(Required action A) In the digoxin passage, which enzyme does digoxin inhibit?
(Required action B) Print the stretch of the digoxin passage from "Digoxin, although not" through "the inotropic state.".
===== Page extract
Digoxin, although not effective as acute therapy for low-cardiac-output syndrome in the perioperative period, nevertheless well illustrates the role of intracellular Ca2+. Digoxin functions by inhibiting Na+, K+-ATPase, which is responsible for the exchange of intracellular Na+ with extracellular K+.3,4 It is thus responsible for maintaining the intracellular/extracellular K+ and Na+ gradients. When it is inhibited, intracellular Na+ levels increase. The increased intracellular Na+ is an increased chemical potential for driving the Ca2+/Na+ exchanger, an ion exchange mechanism in which intracellular Na+ is removed from the cell in exchange for Ca2+. The net effect is an increase in intracellular Ca2+ with an enhancement of the inotropic state.
==========
===== Input data
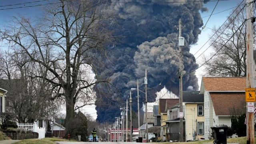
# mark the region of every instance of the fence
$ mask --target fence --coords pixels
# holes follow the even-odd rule
[[[18,123],[18,128],[21,128],[33,132],[38,133],[38,138],[44,138],[45,136],[45,129],[44,128],[40,128],[34,122],[34,123]]]

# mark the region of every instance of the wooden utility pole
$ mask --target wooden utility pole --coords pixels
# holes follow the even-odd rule
[[[145,96],[146,98],[145,100],[145,108],[146,108],[146,132],[147,136],[147,142],[148,141],[148,101],[147,98],[147,90],[148,85],[148,79],[147,79],[147,68],[145,69],[145,78],[144,78],[144,84],[145,84]]]
[[[127,142],[128,139],[128,100],[126,100],[126,132],[125,134],[126,142]]]
[[[246,87],[255,88],[253,79],[253,42],[252,38],[252,0],[246,0]],[[246,143],[254,144],[254,122],[253,112],[246,113]]]
[[[130,91],[130,142],[132,142],[132,91]]]
[[[140,128],[140,96],[139,96],[139,80],[137,80],[137,96],[138,98],[138,128]],[[140,132],[139,131],[139,137],[140,136]]]
[[[181,19],[179,20],[179,49],[180,50],[179,56],[179,77],[180,77],[180,112],[183,112],[183,106],[182,106],[182,72],[183,70],[182,68],[182,44],[181,44]],[[180,118],[180,142],[183,141],[183,117]]]

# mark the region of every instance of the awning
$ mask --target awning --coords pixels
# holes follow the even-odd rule
[[[185,118],[183,118],[183,122],[185,122]],[[164,122],[180,122],[180,118],[175,118],[174,119],[172,119],[171,120],[166,120],[165,121],[164,121]]]

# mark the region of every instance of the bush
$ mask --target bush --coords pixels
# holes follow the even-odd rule
[[[6,130],[8,126],[14,120],[15,117],[12,113],[0,112],[0,127],[2,130]]]
[[[246,116],[246,114],[244,114],[238,117],[233,116],[231,118],[232,131],[239,137],[246,136],[246,125],[244,124]]]
[[[12,127],[16,128],[18,128],[18,126],[16,122],[10,122],[7,124],[7,127],[8,128]]]

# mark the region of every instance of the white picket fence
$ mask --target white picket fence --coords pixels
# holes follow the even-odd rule
[[[17,125],[18,128],[38,133],[38,138],[44,138],[45,136],[45,129],[42,128],[40,128],[38,127],[36,122],[34,123],[18,123]]]

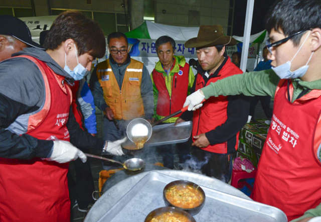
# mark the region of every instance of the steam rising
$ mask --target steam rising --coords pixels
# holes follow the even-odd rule
[[[148,128],[143,124],[137,124],[131,129],[133,137],[145,137],[148,135]]]

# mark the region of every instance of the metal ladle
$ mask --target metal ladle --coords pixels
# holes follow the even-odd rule
[[[122,163],[120,162],[112,160],[111,159],[105,158],[105,157],[96,156],[95,155],[89,154],[89,153],[85,153],[85,155],[87,157],[92,157],[93,158],[100,159],[103,160],[112,162],[113,163],[118,163],[123,166],[126,170],[130,170],[131,171],[139,170],[145,167],[145,161],[139,158],[128,159],[125,161],[124,163]]]
[[[202,101],[202,103],[205,101],[205,99]],[[145,142],[148,141],[148,140],[151,137],[151,133],[152,132],[152,127],[156,126],[159,123],[160,123],[164,121],[165,121],[169,119],[174,117],[178,114],[180,114],[181,113],[185,112],[187,110],[188,105],[182,108],[179,110],[171,114],[170,116],[165,117],[161,120],[156,121],[152,124],[150,124],[147,121],[142,118],[136,118],[134,119],[129,123],[127,126],[126,133],[127,136],[129,140],[135,143],[135,140],[133,139],[136,137],[147,137],[147,139]]]

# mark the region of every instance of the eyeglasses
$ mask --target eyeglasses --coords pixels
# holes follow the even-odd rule
[[[120,54],[126,54],[127,53],[127,49],[121,49],[120,50],[110,49],[110,52],[111,54],[118,54],[118,52],[120,52]]]
[[[307,30],[308,30],[306,29],[305,30],[300,31],[299,32],[297,32],[296,33],[294,33],[293,35],[291,35],[290,36],[286,38],[284,38],[284,39],[282,39],[281,40],[277,41],[275,42],[273,42],[273,43],[271,43],[270,40],[268,39],[267,40],[266,40],[266,42],[265,42],[265,44],[266,44],[266,47],[267,48],[268,50],[269,50],[269,52],[270,52],[270,53],[271,53],[271,55],[272,55],[272,47],[279,46],[281,44],[286,42],[287,40],[292,38],[293,36],[295,36],[296,35],[301,34],[302,32],[305,32],[306,31],[307,31]]]

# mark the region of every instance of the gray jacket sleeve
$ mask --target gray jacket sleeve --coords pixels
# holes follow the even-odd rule
[[[140,94],[144,104],[145,118],[151,120],[154,113],[154,97],[152,92],[152,83],[148,71],[144,65],[142,68]]]
[[[97,66],[96,66],[92,71],[89,81],[89,85],[92,95],[94,96],[95,105],[103,112],[105,111],[106,108],[108,107],[108,105],[105,101],[104,91],[100,86],[100,83],[97,77]]]
[[[44,82],[32,62],[23,58],[0,65],[0,157],[30,159],[47,157],[52,141],[39,140],[6,129],[19,117],[38,110],[44,98]]]

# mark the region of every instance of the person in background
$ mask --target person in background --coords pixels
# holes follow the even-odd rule
[[[144,64],[130,58],[123,33],[110,34],[107,43],[109,58],[95,67],[90,86],[95,104],[105,114],[103,138],[114,141],[126,135],[127,126],[133,119],[143,118],[151,122],[152,83]],[[111,168],[114,166],[119,167],[109,164]]]
[[[79,128],[65,84],[82,78],[93,58],[104,55],[104,36],[76,11],[57,17],[46,51],[30,35],[13,35],[26,28],[23,22],[2,25],[3,33],[32,47],[0,63],[0,220],[69,222],[68,162],[87,159],[77,147],[115,155],[121,149]]]
[[[262,55],[263,56],[263,61],[261,61],[257,64],[254,71],[261,71],[265,69],[269,69],[271,68],[271,60],[269,60],[267,58],[267,55],[269,51],[267,50],[267,48],[265,46],[263,49],[263,53]],[[271,101],[271,96],[269,95],[266,96],[260,96],[256,95],[251,97],[251,101],[250,103],[250,113],[249,115],[252,117],[252,119],[254,119],[254,110],[255,106],[257,104],[257,102],[260,100],[261,102],[261,105],[264,112],[264,114],[266,116],[266,118],[268,120],[270,121],[272,118],[272,115],[273,113],[273,110],[270,107],[270,102]]]
[[[211,82],[242,73],[225,53],[225,46],[236,44],[232,37],[224,36],[222,26],[201,26],[197,38],[185,43],[186,47],[196,48],[200,65],[191,91],[199,93]],[[203,107],[193,112],[192,154],[204,162],[201,170],[206,175],[230,180],[232,155],[237,149],[239,132],[247,121],[249,105],[248,98],[243,95],[222,96],[205,101]],[[177,123],[189,114],[185,112]]]
[[[155,43],[159,61],[156,63],[151,75],[154,93],[153,122],[161,120],[183,108],[194,82],[194,74],[184,57],[174,55],[175,45],[174,40],[167,36],[160,37]],[[175,123],[180,116],[170,118],[164,123]],[[170,169],[174,168],[172,146],[177,148],[180,164],[189,159],[189,145],[183,143],[157,147],[157,152],[163,156],[164,166]]]
[[[318,0],[275,2],[265,26],[272,69],[212,83],[186,102],[191,110],[210,96],[274,96],[252,197],[280,209],[292,222],[321,216],[320,12]]]
[[[68,83],[71,89],[73,99],[71,103],[73,113],[80,128],[87,131],[93,136],[97,134],[96,110],[94,97],[85,78]],[[90,153],[89,149],[83,149],[86,153]],[[95,190],[94,179],[88,159],[83,163],[79,159],[74,162],[76,172],[75,181],[68,171],[68,187],[71,206],[77,207],[81,212],[87,212],[94,203],[92,193]]]
[[[44,43],[45,43],[45,40],[46,40],[46,37],[49,32],[49,30],[44,30],[40,32],[40,34],[39,35],[39,44],[41,46],[43,46]]]
[[[232,62],[238,68],[240,68],[241,65],[241,55],[240,52],[234,52],[232,54]]]
[[[0,62],[28,47],[42,49],[32,41],[30,31],[22,21],[11,16],[0,16]]]

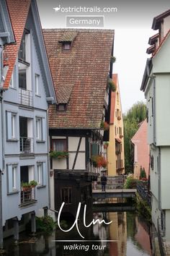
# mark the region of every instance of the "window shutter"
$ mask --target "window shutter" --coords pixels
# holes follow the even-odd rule
[[[42,185],[46,185],[46,163],[42,163]]]
[[[97,144],[92,144],[92,155],[98,155],[98,145]]]
[[[8,166],[8,192],[12,192],[12,166]]]
[[[46,140],[46,123],[45,118],[42,119],[42,140]]]
[[[6,112],[7,139],[12,140],[12,113]]]

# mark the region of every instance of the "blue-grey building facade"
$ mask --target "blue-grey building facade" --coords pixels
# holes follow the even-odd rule
[[[2,226],[6,236],[14,227],[18,229],[19,222],[22,227],[31,214],[42,214],[49,206],[48,108],[55,96],[34,0],[30,1],[9,88],[2,95],[4,156],[1,154],[0,168],[4,174]],[[24,191],[23,183],[32,180],[37,185]]]

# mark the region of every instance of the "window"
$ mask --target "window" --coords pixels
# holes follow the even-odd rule
[[[35,95],[39,95],[39,79],[40,79],[40,75],[37,74],[35,74]]]
[[[25,33],[24,33],[22,40],[21,40],[21,44],[19,50],[19,55],[18,57],[20,59],[25,60],[26,59],[26,54],[25,54]]]
[[[12,193],[17,190],[17,166],[7,165],[6,167],[8,193]]]
[[[26,69],[19,69],[19,88],[27,89]]]
[[[27,29],[24,29],[20,47],[19,49],[18,59],[21,62],[30,62],[30,33]]]
[[[65,202],[66,204],[72,203],[72,188],[63,187],[61,188],[61,202]]]
[[[63,43],[63,50],[71,50],[71,42],[64,42]]]
[[[57,105],[56,108],[57,108],[58,111],[66,111],[67,104],[61,103],[61,104]]]
[[[36,118],[36,139],[39,141],[45,141],[45,119],[42,117]]]
[[[15,114],[12,114],[12,139],[15,138]]]
[[[37,184],[39,186],[46,185],[46,163],[37,163]]]
[[[66,139],[53,140],[52,146],[53,146],[53,150],[66,151],[67,150]]]
[[[119,134],[122,135],[122,127],[119,127]]]
[[[6,139],[14,140],[17,138],[17,114],[15,113],[6,112]]]
[[[11,78],[11,80],[10,80],[10,82],[9,82],[9,87],[11,88],[14,88],[14,74],[12,74],[12,78]]]

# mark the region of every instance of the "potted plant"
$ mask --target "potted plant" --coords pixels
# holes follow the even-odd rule
[[[68,153],[67,151],[50,150],[50,156],[57,159],[66,158],[68,157]]]
[[[116,85],[115,82],[112,81],[112,80],[110,78],[108,80],[108,86],[109,90],[112,90],[112,92],[116,91]]]
[[[117,116],[117,120],[119,120],[119,121],[121,120],[121,116]]]
[[[28,191],[30,190],[31,186],[28,182],[22,182],[22,191]]]
[[[108,163],[107,161],[102,155],[92,155],[91,160],[94,167],[106,168]]]
[[[104,149],[107,149],[107,148],[108,148],[108,146],[109,146],[109,142],[108,142],[108,141],[106,141],[106,142],[104,143],[103,147],[104,147]]]
[[[115,57],[114,56],[111,56],[110,57],[110,62],[111,63],[115,63],[116,61],[116,57]]]
[[[31,187],[35,187],[37,185],[37,182],[35,180],[32,180],[29,182],[29,185],[30,185]]]
[[[104,121],[102,121],[100,124],[100,127],[104,129],[104,131],[107,131],[109,129],[109,124]]]

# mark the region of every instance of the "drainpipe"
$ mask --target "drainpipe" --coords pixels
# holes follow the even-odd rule
[[[2,225],[2,188],[1,188],[1,175],[4,171],[4,99],[3,90],[0,91],[1,102],[1,155],[2,155],[2,170],[0,169],[0,249],[3,249],[3,225]]]
[[[152,76],[151,77],[153,78],[153,142],[156,145],[156,79],[154,76]]]
[[[4,99],[3,99],[3,85],[4,82],[4,64],[3,64],[3,46],[0,46],[0,103],[1,103],[1,155],[2,155],[2,166],[0,168],[0,249],[3,249],[3,224],[2,224],[2,188],[1,188],[1,175],[4,170]]]
[[[158,208],[161,210],[161,148],[158,147]]]
[[[49,157],[49,126],[48,126],[48,108],[49,105],[47,109],[46,112],[46,119],[47,119],[47,147],[48,147],[48,200],[49,200],[49,208],[50,209],[50,157]]]

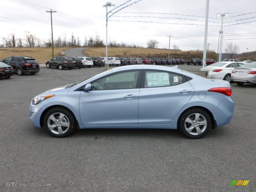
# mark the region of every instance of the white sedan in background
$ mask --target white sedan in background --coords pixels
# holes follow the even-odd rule
[[[209,70],[208,78],[223,80],[230,82],[232,71],[234,69],[244,65],[239,62],[222,61],[209,65],[205,69]]]

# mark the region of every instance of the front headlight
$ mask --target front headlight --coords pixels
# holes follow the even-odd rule
[[[39,96],[38,97],[36,97],[32,100],[31,102],[33,105],[37,105],[44,100],[48,99],[50,97],[54,96],[55,95],[53,94],[51,94],[49,95],[43,95],[42,96]]]

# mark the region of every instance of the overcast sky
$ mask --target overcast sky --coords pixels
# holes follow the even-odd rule
[[[111,2],[116,7],[129,2],[116,11],[136,1],[138,2],[119,10],[109,19],[108,39],[118,43],[145,47],[150,39],[156,39],[159,43],[159,48],[168,49],[169,38],[166,36],[172,36],[171,48],[175,44],[183,51],[203,49],[206,0]],[[73,33],[82,44],[85,37],[97,34],[105,41],[106,10],[102,5],[106,2],[1,0],[0,40],[13,33],[17,37],[24,38],[26,31],[42,39],[51,38],[50,14],[46,11],[51,9],[57,12],[52,15],[54,38],[66,35],[69,40]],[[240,53],[256,50],[255,8],[255,0],[210,0],[209,49],[217,51],[221,19],[216,18],[216,14],[228,13],[229,18],[223,20],[222,52],[230,42],[239,46]],[[113,8],[109,7],[108,10]]]

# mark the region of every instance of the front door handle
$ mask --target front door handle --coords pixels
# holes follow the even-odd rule
[[[192,90],[182,90],[179,91],[179,92],[184,94],[188,93],[191,93],[193,91]]]
[[[128,99],[131,99],[133,98],[134,98],[137,97],[137,95],[128,95],[124,97],[124,98],[126,98]]]

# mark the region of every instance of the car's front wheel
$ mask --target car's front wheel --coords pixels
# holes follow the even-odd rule
[[[191,109],[183,113],[178,122],[179,130],[185,135],[192,139],[202,137],[211,126],[211,118],[205,111],[198,108]]]
[[[22,75],[22,74],[23,74],[23,70],[21,68],[19,67],[17,69],[16,71],[17,71],[17,74],[18,75]]]
[[[61,107],[50,109],[44,118],[45,128],[49,135],[55,137],[65,137],[71,135],[76,128],[76,122],[71,112]]]

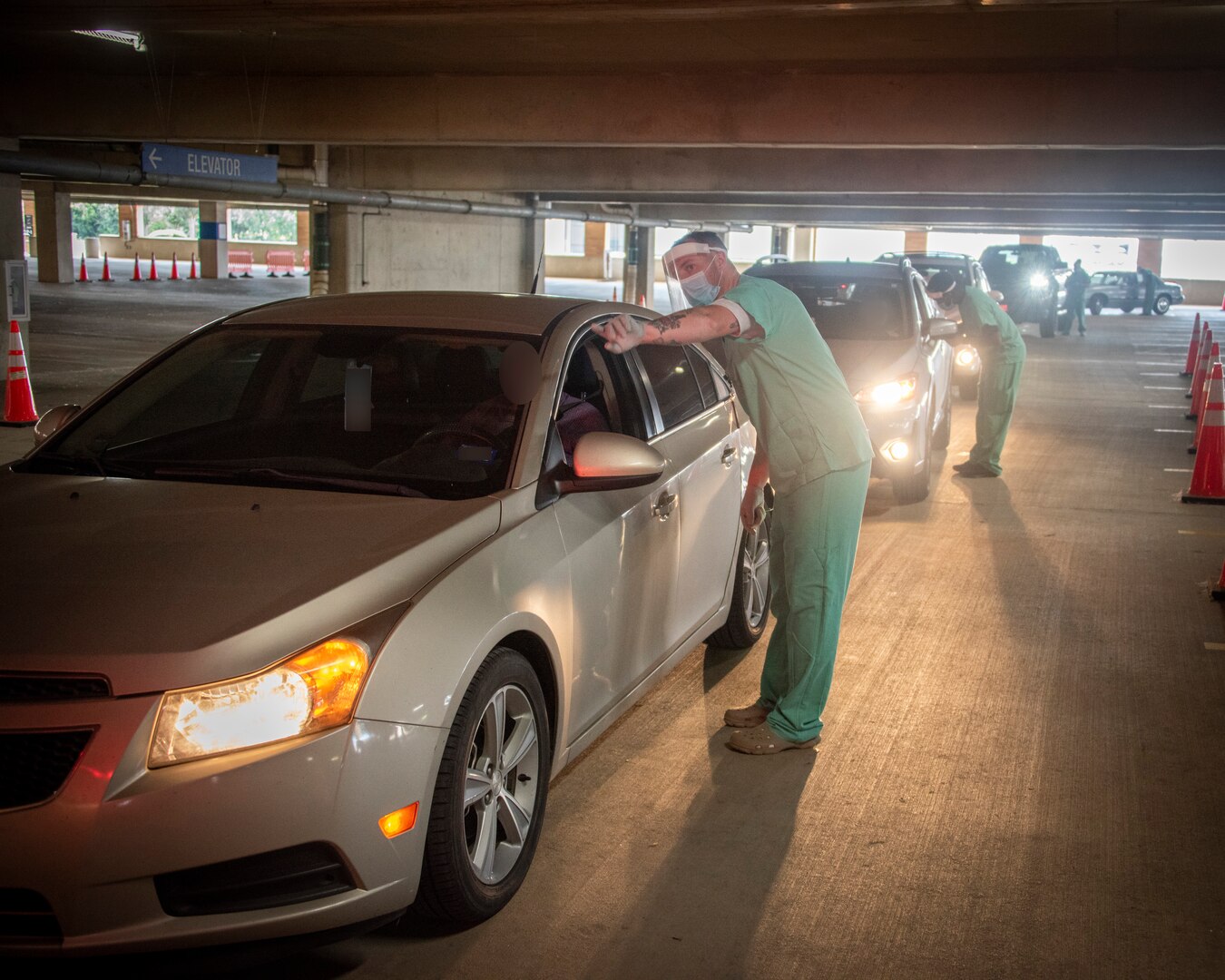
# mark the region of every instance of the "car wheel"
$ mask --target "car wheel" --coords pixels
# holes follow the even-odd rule
[[[933,450],[947,450],[948,442],[953,437],[953,390],[944,388],[943,418],[940,425],[931,434],[931,447]]]
[[[736,584],[731,589],[731,611],[728,621],[707,637],[712,647],[744,649],[753,646],[766,632],[769,615],[769,526],[771,516],[757,530],[740,535],[736,564]]]
[[[540,681],[522,654],[497,647],[447,735],[417,911],[462,927],[511,900],[540,837],[551,755]]]
[[[931,447],[929,446],[927,458],[922,461],[922,468],[910,477],[895,477],[892,480],[893,499],[898,503],[918,503],[927,499],[931,490]]]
==========
(Task output A) Na+, K+-ATPase

(Task output B)
Digoxin, although not effective as acute therapy for low-cardiac-output syndrome in the perioperative period, nevertheless well illustrates the role of intracellular Ca2+. Digoxin functions by inhibiting Na+, K+-ATPase, which is responsible for the exchange of intracellular Na+ with extracellular K+.3,4 It is thus responsible for maintaining the intracellular/extracellular K+ and Na+ gradients. When it is inhibited, intracellular Na+ levels increase. The increased intracellular Na+ is an increased chemical potential for driving the Ca2+/Na+ exchanger, an ion exchange mechanism in which intracellular Na+ is removed from the cell in exchange for Ca2+. The net effect is an increase in intracellular Ca2+ with an enhancement of the inotropic state.